What you need to do:
Please return every line of the material below without changing a single character.

+ + + + +

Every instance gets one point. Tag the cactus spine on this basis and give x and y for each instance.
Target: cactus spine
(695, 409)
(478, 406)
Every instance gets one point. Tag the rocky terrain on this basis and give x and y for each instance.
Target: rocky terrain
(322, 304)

+ + + + +

Answer for the task:
Every instance gets one point. Tag the cactus spine on this basis and give x and y for each instance.
Target: cactus spine
(695, 409)
(478, 406)
Every instance gets one point. Tag the rocky terrain on this basis and give x and y for each instance.
Target: rocky terrain
(322, 304)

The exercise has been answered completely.